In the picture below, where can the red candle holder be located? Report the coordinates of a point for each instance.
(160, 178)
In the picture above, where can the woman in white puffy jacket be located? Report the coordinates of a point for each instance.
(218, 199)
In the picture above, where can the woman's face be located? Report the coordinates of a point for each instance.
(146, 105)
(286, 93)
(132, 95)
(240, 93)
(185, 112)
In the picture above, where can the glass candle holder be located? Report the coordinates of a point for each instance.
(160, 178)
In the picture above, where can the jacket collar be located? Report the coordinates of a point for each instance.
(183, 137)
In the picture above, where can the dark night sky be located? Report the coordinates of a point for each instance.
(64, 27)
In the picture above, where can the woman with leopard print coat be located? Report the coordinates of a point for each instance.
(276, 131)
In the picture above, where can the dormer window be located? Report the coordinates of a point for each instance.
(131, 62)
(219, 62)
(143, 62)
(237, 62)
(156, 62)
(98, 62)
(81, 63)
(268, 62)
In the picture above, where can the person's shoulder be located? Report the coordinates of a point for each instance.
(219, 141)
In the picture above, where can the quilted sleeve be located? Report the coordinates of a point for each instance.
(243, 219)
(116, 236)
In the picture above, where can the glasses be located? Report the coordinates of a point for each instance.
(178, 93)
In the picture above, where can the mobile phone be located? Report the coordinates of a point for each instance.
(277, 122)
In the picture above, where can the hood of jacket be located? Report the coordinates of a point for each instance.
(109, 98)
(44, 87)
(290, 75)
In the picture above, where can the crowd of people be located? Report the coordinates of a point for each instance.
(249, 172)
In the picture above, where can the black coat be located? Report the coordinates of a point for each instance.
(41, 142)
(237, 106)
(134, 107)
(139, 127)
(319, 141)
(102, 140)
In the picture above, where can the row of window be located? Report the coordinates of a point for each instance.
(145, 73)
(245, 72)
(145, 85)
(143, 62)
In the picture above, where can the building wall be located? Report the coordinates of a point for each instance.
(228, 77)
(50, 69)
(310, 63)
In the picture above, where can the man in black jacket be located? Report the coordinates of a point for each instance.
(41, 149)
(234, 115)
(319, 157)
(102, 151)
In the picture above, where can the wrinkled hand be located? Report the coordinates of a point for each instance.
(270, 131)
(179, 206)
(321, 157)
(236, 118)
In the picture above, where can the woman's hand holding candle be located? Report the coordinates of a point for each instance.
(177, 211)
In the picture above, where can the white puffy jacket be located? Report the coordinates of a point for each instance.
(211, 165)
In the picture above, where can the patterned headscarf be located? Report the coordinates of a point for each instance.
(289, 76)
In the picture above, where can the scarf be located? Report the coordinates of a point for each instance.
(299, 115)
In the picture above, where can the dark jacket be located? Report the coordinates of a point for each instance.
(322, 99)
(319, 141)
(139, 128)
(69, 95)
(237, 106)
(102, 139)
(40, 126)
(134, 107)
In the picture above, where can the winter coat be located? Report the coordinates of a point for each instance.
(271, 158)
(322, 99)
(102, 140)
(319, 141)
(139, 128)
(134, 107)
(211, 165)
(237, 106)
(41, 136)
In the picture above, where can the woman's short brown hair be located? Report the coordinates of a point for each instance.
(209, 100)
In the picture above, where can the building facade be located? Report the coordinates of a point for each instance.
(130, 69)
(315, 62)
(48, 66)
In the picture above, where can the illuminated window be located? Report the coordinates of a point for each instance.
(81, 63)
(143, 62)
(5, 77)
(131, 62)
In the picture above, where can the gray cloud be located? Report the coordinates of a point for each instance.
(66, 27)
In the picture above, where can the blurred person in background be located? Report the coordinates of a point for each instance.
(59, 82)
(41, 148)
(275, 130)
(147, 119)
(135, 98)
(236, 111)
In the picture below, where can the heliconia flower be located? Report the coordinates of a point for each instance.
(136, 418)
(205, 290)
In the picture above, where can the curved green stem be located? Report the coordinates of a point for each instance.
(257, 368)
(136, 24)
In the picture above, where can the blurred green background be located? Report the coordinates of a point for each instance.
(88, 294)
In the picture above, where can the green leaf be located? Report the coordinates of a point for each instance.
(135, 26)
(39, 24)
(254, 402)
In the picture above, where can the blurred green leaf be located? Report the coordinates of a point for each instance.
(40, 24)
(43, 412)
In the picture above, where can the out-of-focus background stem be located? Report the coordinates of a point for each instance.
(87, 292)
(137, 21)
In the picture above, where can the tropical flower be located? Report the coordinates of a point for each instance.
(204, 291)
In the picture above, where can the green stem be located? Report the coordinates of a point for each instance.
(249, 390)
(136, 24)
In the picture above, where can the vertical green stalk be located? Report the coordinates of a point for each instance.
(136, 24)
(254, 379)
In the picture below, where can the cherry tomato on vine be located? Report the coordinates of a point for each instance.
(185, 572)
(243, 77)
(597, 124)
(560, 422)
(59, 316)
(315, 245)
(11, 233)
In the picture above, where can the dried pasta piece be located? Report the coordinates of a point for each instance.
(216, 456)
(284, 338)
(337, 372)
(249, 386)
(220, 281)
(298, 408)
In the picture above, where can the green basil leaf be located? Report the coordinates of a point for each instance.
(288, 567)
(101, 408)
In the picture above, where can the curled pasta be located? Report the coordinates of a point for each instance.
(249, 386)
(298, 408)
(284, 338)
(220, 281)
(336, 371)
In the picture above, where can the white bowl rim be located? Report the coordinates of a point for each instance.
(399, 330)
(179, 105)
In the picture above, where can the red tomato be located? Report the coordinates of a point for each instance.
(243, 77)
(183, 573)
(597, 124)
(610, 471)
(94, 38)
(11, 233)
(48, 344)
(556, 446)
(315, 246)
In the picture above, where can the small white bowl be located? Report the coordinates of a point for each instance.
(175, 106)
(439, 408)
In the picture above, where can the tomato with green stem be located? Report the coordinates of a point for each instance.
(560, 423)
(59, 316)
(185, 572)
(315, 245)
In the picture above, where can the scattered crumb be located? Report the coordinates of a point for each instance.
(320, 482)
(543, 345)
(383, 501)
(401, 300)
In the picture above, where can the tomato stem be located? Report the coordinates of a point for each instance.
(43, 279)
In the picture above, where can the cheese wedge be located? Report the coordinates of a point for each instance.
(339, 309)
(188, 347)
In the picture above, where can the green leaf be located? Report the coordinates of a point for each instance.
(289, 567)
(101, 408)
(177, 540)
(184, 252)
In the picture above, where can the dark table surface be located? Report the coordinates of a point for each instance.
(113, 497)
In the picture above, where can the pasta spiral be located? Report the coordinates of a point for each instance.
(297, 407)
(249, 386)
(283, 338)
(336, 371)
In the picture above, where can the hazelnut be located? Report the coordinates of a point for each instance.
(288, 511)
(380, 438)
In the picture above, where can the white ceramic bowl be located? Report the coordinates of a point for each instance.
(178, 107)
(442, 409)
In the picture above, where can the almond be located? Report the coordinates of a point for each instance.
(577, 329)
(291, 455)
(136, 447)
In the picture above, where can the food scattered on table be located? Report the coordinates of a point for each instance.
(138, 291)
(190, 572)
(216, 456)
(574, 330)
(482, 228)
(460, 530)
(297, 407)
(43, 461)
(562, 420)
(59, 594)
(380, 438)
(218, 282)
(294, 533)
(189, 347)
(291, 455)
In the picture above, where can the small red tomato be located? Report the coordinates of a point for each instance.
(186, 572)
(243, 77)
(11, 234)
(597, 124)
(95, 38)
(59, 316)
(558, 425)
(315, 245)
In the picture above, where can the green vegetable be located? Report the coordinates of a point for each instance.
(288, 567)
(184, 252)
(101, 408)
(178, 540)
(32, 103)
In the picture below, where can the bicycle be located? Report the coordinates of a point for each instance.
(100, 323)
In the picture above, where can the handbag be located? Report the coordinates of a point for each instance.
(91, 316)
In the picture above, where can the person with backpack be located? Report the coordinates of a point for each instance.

:::::

Direction> Repeat exactly, and only, the lines from the line with "In the picture above, where can the dark table" through the end of the listing above, both ends included.

Result of the task>
In the picture above, where can the dark table surface be located? Report the coordinates of a point for each instance.
(113, 497)
In the picture above, where can the pasta spiral be located? Report the coordinates of a point for each instance.
(297, 407)
(249, 386)
(283, 338)
(336, 371)
In the picture above, where can the hazelnut be located? Report the coordinates of a point for each instance.
(288, 511)
(380, 438)
In the picture above, where can the white ceramic bowl be located? Report the coordinates of a point for each instance.
(178, 107)
(442, 409)
In the picture above, where can the almond be located? Report the coordinates of a point for each instance.
(577, 329)
(291, 455)
(136, 447)
In the picture above, where can the food scattered on table be located? Report the coordinates of a point for each instance.
(138, 291)
(190, 572)
(216, 456)
(574, 330)
(482, 228)
(460, 530)
(297, 407)
(43, 461)
(562, 420)
(59, 594)
(380, 438)
(218, 282)
(294, 533)
(189, 347)
(291, 455)
In the picture above, where can the small red tomato be located? Report the coordinates of a point for each instance.
(186, 572)
(243, 77)
(11, 234)
(597, 124)
(95, 38)
(59, 316)
(558, 425)
(315, 245)
In the picture above, where can the green vegetable be located? Report the coordinates of a point for each instance.
(288, 567)
(184, 252)
(101, 408)
(178, 540)
(32, 103)
In the picture below, where can the bicycle be located? Report the coordinates of a point for each instance.
(100, 323)
In the picture above, where can the handbag be located? Report the coordinates of a point for each instance.
(91, 316)
In the picture above, where can the person with backpack be located? Report the coordinates of a point for each instance.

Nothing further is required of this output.